**Exercise requirements**
1 - Write out the stretch of the ACPI patch thread from "Date: Fri Nov" through "and unregisters it.".
2 - From the ACPI patch thread, list every kernel function name that begins with "acpi_" or "arch_".
3 - Continue the ACPI patch thread from its final line.

**Extracted text**
※

Re: [RFC PATCH v2 22/35] ACPI: Check _STA present bit before making CPUs not present

From: Russell King (Oracle)
Date: Fri Nov 03 2023 - 10:37:34 EST


On Tue, Sep 19, 2023 at 10:45:39AM +1000, Gavin Shan wrote:
> On 9/14/23 02:38, James Morse wrote:
> > When called acpi_processor_post_eject() unconditionally make a CPU
> > not-present and unregisters it.
> >
> > To add support for AML events where the CPU has become disabled, but
> > remains present, the _STA method should be checked before calling
> > acpi_processor_remove().
> >
> > Rename acpi_processor_post_eject() acpi_processor_remove_possible(), and
> > check the _STA before calling.
> >
> > Adding the function prototype for arch_unregister_cpu() allows the
> > preprocessor guards to be removed.
> >
> > After this change CPUs will remain registered and visible to
> > user-space as offline if buggy firmware triggers an eject-request,
> > but doesn't clear the corresponding _STA bits after _EJ0 has been
> > called.
> >
> > Signed-off-by: James Morse <james.morse@xxxxxxx>
> > ---
> > drivers/acpi/acpi_processor.c | 31 +++++++++++++++++++++++++------
> > include/linux/cpu.h | 1 +
> > 2 files changed, 26 insertions(+), 6 deletions(-)
> >
> > diff --git a/drivers/acpi/acpi_processor.c b/drivers/acpi/acpi_processor.c
> > index 00dcc23d49a8..2cafea1edc24 100644
> > --- a/drivers/acpi/acpi_processor.c
> > +++ b/drivers/acpi/acpi_processor.c
> > @@ -457,13 +457,12 @@ static int acpi_processor_add(struct acpi_device *device,
> > return result;
> > }
> > -#ifdef CONFIG_ACPI_HOTPLUG_PRESENT_CPU
> > /* Removal */
> > -static void acpi_processor_post_eject(struct acpi_device *device)

※

**Given records**

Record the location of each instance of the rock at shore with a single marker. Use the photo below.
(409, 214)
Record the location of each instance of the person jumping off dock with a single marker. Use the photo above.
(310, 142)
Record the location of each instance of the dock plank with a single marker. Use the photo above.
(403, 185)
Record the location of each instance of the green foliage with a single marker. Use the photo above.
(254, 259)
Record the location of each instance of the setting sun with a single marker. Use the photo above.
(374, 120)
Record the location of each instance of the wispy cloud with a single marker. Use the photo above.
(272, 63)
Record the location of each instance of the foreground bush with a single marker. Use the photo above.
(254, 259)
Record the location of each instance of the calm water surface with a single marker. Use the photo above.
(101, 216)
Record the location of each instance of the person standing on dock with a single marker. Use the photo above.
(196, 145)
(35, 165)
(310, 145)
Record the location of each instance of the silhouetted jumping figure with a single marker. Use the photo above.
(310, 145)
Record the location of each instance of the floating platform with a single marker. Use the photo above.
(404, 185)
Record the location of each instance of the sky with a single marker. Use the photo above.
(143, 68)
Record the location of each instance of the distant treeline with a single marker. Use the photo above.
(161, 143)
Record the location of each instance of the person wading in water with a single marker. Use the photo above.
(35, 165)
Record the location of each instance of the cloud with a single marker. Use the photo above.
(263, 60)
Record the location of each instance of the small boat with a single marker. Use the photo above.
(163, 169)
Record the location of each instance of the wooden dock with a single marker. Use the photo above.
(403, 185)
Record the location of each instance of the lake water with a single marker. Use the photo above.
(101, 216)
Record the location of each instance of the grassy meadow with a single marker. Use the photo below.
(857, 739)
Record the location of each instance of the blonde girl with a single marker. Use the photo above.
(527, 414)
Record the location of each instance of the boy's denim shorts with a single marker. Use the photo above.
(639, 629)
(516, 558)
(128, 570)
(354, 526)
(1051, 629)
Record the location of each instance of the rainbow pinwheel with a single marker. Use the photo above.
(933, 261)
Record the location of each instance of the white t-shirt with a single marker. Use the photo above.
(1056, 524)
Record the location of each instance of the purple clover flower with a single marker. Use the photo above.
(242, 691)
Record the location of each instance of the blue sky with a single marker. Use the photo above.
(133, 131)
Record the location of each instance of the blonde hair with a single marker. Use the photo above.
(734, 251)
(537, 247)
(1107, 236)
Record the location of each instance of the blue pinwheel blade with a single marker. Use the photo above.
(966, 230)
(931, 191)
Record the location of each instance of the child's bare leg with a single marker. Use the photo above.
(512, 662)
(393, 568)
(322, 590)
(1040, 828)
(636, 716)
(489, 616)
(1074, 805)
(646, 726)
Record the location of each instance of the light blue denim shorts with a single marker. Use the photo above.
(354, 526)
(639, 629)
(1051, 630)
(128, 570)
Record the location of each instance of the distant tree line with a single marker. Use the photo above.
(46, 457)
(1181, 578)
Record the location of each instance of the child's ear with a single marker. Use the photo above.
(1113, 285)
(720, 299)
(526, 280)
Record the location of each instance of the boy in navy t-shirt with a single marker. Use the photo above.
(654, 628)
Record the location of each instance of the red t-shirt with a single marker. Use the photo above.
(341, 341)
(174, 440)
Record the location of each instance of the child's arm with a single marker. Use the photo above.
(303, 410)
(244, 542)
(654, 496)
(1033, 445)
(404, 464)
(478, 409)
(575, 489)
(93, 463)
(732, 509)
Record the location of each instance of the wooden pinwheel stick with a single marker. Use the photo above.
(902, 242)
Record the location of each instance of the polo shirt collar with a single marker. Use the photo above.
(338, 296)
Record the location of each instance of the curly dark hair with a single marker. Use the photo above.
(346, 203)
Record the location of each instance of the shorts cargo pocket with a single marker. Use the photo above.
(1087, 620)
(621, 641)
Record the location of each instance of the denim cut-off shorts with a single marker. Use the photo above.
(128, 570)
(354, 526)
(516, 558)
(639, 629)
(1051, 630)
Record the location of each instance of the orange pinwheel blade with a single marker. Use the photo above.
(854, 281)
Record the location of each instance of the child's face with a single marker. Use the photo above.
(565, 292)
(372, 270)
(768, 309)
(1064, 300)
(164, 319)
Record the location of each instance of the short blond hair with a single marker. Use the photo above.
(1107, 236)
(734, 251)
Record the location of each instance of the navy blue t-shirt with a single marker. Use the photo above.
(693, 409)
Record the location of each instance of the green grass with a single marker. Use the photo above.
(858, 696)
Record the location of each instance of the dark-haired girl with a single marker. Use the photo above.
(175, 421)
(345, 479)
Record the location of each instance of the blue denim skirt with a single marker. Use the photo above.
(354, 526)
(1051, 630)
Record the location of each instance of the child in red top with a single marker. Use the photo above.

※

**Results of the exercise**
1 -
Date: Fri Nov 03 2023 - 10:37:34 EST


On Tue, Sep 19, 2023 at 10:45:39AM +1000, Gavin Shan wrote:
> On 9/14/23 02:38, James Morse wrote:
> > When called acpi_processor_post_eject() unconditionally make a CPU
> > not-present and unregisters it.

2 -
acpi_processor_post_eject()
acpi_processor_remove()
acpi_processor_remove_possible()
arch_unregister_cpu()
acpi_processor_add()

3 -
> > +static void acpi_processor_make_not_present(struct acpi_device *device)
> > {
> > struct acpi_processor *pr;
> > - if (!device || !acpi_driver_data(device))
> > + if (!IS_ENABLED(CONFIG_ACPI_HOTPLUG_PRESENT_CPU))
> > return;
>
> In order to use IS_ENABLED(),

And the rest of this statement is where?

> > pr = acpi_driver_data(device);
> > @@ -501,7 +500,29 @@ static void acpi_processor_post_eject(struct acpi_device *device)
> > free_cpumask_var(pr->throttling.shared_cpu_map);
> > kfree(pr);
> > }
> > -#endif /* CONFIG_ACPI_HOTPLUG_PRESENT_CPU */
> > +
> > +static void acpi_processor_post_eject(struct acpi_device *device)
> > +{
> > + struct acpi_processor *pr;
> > + unsigned long long sta;
> > + acpi_status status;
> > +
> > + if (!device)
> > + return;
> > +
> > + pr = acpi_driver_data(device);
> > + if (!pr || pr->id >= nr_cpu_ids || invalid_phys_cpuid(pr->phys_id))
> > + return;
> > +
>
> Do we really need to validate the logic and hardware CPU IDs here? I think
> the ACPI processor device can't be added successfully if one of them is
> invalid.
>
> > + status = acpi_evaluate_integer(pr->handle, "_STA", NULL, &sta);
> > + if (ACPI_FAILURE(status))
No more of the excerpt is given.